▶ _What you need to do_:
Each record must be repeated exactly. None may be dropped.

[Data to examine — start]

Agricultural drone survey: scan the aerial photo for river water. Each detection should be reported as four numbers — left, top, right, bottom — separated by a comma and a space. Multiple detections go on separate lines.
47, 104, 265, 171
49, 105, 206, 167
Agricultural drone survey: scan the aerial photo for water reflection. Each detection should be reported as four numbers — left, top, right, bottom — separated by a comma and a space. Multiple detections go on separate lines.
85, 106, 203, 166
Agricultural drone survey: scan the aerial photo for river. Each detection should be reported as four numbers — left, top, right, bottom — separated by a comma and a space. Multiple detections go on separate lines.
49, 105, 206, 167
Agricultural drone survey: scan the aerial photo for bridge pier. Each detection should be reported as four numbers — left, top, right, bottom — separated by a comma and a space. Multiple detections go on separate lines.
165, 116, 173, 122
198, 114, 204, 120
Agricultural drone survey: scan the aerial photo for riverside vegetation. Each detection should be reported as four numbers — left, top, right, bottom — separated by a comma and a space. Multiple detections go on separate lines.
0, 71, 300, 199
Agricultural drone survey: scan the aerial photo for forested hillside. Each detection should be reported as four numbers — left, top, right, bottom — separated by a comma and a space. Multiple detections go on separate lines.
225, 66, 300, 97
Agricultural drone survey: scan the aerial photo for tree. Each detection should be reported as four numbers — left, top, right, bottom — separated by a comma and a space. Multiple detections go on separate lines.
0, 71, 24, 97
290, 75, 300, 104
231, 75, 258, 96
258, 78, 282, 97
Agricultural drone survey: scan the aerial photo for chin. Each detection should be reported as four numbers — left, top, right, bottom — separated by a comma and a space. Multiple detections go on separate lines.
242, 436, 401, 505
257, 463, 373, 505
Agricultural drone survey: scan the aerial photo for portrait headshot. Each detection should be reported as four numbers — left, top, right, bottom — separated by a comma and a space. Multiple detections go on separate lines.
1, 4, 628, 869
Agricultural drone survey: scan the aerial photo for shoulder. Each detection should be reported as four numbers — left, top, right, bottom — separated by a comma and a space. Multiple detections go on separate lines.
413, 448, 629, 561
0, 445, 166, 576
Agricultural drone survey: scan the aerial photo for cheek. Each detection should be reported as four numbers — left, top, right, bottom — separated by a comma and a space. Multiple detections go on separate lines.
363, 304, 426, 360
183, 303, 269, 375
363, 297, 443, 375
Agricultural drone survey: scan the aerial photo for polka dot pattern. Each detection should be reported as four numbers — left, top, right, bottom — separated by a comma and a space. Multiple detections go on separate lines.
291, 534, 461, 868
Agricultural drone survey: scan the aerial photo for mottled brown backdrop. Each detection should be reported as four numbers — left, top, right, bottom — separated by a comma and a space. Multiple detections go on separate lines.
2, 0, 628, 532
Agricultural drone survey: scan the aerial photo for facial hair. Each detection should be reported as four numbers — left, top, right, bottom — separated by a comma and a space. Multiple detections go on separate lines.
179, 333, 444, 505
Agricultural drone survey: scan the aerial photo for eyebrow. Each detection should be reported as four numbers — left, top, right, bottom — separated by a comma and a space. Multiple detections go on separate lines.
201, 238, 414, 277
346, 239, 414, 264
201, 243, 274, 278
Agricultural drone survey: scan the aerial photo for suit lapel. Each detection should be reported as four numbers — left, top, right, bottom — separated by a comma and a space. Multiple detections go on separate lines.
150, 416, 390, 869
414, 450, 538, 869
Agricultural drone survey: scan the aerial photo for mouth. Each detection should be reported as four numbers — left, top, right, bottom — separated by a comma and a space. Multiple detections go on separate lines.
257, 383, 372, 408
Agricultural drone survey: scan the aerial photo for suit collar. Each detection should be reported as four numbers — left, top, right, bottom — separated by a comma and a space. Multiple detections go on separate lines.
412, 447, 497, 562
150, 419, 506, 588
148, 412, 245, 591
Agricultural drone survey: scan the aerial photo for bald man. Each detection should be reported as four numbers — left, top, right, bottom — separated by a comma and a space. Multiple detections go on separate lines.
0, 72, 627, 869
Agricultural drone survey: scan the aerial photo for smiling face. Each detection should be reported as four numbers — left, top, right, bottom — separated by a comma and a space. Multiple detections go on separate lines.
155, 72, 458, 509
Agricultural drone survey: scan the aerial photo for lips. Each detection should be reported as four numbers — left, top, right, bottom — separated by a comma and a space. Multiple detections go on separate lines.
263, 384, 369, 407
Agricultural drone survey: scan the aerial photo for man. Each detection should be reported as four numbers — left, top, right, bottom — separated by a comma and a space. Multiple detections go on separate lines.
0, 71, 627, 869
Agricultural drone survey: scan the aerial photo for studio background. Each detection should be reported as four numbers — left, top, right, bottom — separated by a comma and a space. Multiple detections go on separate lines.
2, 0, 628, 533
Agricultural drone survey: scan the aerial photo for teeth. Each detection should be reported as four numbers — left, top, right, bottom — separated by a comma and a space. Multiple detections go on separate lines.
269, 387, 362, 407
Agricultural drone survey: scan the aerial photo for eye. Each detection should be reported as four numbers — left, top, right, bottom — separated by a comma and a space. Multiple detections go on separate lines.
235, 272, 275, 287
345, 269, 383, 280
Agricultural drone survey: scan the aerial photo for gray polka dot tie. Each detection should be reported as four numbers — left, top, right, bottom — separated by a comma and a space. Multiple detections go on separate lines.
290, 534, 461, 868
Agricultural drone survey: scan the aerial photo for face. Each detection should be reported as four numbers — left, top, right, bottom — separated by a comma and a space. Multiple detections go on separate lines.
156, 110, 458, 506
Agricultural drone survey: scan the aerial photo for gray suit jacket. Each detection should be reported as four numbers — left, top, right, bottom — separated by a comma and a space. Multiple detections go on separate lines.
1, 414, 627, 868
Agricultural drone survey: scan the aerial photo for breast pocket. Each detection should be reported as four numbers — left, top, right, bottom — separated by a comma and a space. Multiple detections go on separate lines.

[Data to examine — finish]

▶ _Written solution_:
Agricultural drone survey: scan the aerial photo for river water. Each detection should be reported as four numbers — left, top, right, bottom — separated by a comma and a space. Multiple detections go on separate lines.
47, 104, 265, 171
49, 105, 206, 167
Agricultural drone survey: scan the aerial photo for water reflection. Each detection should be reported as four numbers — left, top, right, bottom — separated by a comma and a space. Multiple detections go on separate lines.
85, 106, 203, 166
Agricultural drone survey: scan the aerial photo for river. Each detection should be reported as four numbers — left, top, right, bottom — separated by a comma and a space. Multiple detections go on separate lines.
49, 105, 206, 167
Agricultural drone survey: scan the aerial photo for bridge pier. Each detection should be reported as four numbers — left, top, right, bottom — separated by a comma and a space. Multiple detections go on separate lines.
165, 116, 173, 122
198, 114, 204, 120
Agricultural drone survey: scan the aerial photo for riverside vegetation. Each detection should be reported as four numbers — left, top, right, bottom — separated by a comma and a space. Multiple detections go on separate lines.
0, 71, 300, 199
Agricultural drone survey: scan the aerial photo for forested hillside. Each detection should be reported as four numbers — left, top, right, bottom — separated by a comma and a space. Multiple detections go on separate lines.
225, 66, 300, 97
Agricultural drone survey: scan the aerial photo for tree. Each detection should be reported as four numbers — left, top, right, bottom — separated by a comma and a space. Multiple detections go on separate lines.
0, 71, 24, 97
290, 75, 300, 104
231, 75, 258, 96
258, 78, 282, 97
Agricultural drone survey: scan the aerial photo for chin. Each detection should be reported as four numbers — left, top, right, bottom — separated by a comma and a space. Multiple detections go on separate lines.
242, 436, 401, 505
257, 463, 373, 505
Agricultural drone survey: scan the aerial photo for portrait headshot. Each detection should be reported as four numbers — left, top, right, bottom — separated by a comma and a space. Multiple detections go on separate lines.
1, 4, 628, 869
Agricultural drone survey: scan the aerial photo for shoulder. Each detection should be reported as four numbers — left, top, right, bottom — separated by a comma and a space. Multiple detections go on separate lines.
413, 448, 629, 561
0, 445, 166, 576
Agricultural drone survey: scan the aerial photo for cheek. Each detection should be reported as four numbers — left, top, right, bottom — separated by a comma and a space. Multiple detections go on separate lines.
363, 304, 426, 360
183, 303, 269, 375
363, 297, 443, 375
Agricultural drone survey: scan the aerial photo for polka dot pattern. Each detection should be reported as four numbers — left, top, right, bottom — separated by a comma and a space. Multiple detections go on separate lines.
291, 534, 461, 868
Agricultural drone survey: scan the aerial photo for mottled brown backdrop. Each detection should be reported as four numbers — left, top, right, bottom — separated by a comma and a space. Multiple detections go on separate lines.
2, 0, 628, 532
Agricultural drone survey: scan the aerial photo for facial hair. Each detection should be reported as four numbers — left, top, right, bottom — separated by a comma and a space. Multiple detections go on separate lines.
179, 333, 444, 505
Agricultural drone survey: scan the aerial photo for eyebrow. Each detection should be reported as four numbers — left, top, right, bottom — separated by a comma and a space. Multiple detections go on separate lines.
201, 238, 414, 277
346, 239, 414, 264
201, 243, 274, 278
Agricultural drone survey: scan the aerial photo for suit lapel. Each detection should be reported as four numbers — left, top, right, bottom — separated by a comma and a space. Multiple detections go on separate lines.
150, 416, 390, 869
414, 450, 538, 869
Agricultural drone survey: scan the aerial photo for mouth. Each detection should be reported as four numbers — left, top, right, bottom — separated by a comma and a space. Multiple detections go on separate lines.
257, 383, 372, 408
Agricultural drone survey: scan the aerial photo for suit collar. Each detection should be reported as four numbers — left, top, right, bottom — separated by a comma and a space. Multiple detections go on separate lines.
412, 447, 497, 562
150, 419, 506, 588
148, 412, 245, 591
Agricultural drone survey: scan the aerial photo for bald man. Each detection should be reported as four numbers — left, top, right, bottom — separated by a comma and a space. Multiple detections go on separate lines.
0, 72, 627, 869
Agricultural drone survey: scan the aerial photo for smiling face. Each detection should be reported as four numbers — left, top, right, bottom — separated by a comma and a space. Multiple detections go on separate lines.
155, 72, 458, 509
Agricultural drone survey: scan the aerial photo for lips. Each detection should be reported as four numbers — left, top, right, bottom — separated by a comma and a space. Multiple detections go on separate lines.
263, 384, 369, 407
Agricultural drone survey: scan the aerial photo for man. Each detection should be reported as four numbers — left, top, right, bottom — separated by a comma and a space. Multiple detections go on separate lines.
0, 71, 627, 869
Agricultural drone survey: scan the aerial photo for studio background. Each detection should be reported as four numbers — left, top, right, bottom — separated by a comma and a space. Multiple detections go on separate lines.
2, 0, 628, 533
Agricultural drone survey: scan the aerial photo for teeth. Each detection should be reported as four numbers — left, top, right, bottom — separated by a comma and a space. Multiple detections go on separate lines.
269, 387, 362, 407
Agricultural drone survey: scan the aerial photo for eye. Each detection should be reported as four numbers — left, top, right, bottom — separated by a comma and a space. Multiple detections go on separate lines.
235, 272, 275, 287
345, 269, 383, 280
Agricultural drone survey: scan the aerial photo for gray polka dot tie. Each detection should be reported as four numbers — left, top, right, bottom — separated by a comma and a space. Multiple detections go on separate lines.
290, 534, 461, 868
Agricultural drone survey: scan the aerial photo for face. Each detection should be reported as four numbers — left, top, right, bottom — separated by a comma and a space. Multiple detections go on separate lines.
156, 110, 458, 506
Agricultural drone survey: scan the aerial photo for gray suit jacket. Each detection should be reported as four numbers — left, top, right, bottom — separated by a comma and a space. Multiple detections go on separate lines.
1, 414, 627, 868
Agricultural drone survey: scan the aerial photo for breast pocket. Each detection should be reported as four numbers — left, top, right, bottom — separated by a comma and a space. Multiple detections go on separate lines.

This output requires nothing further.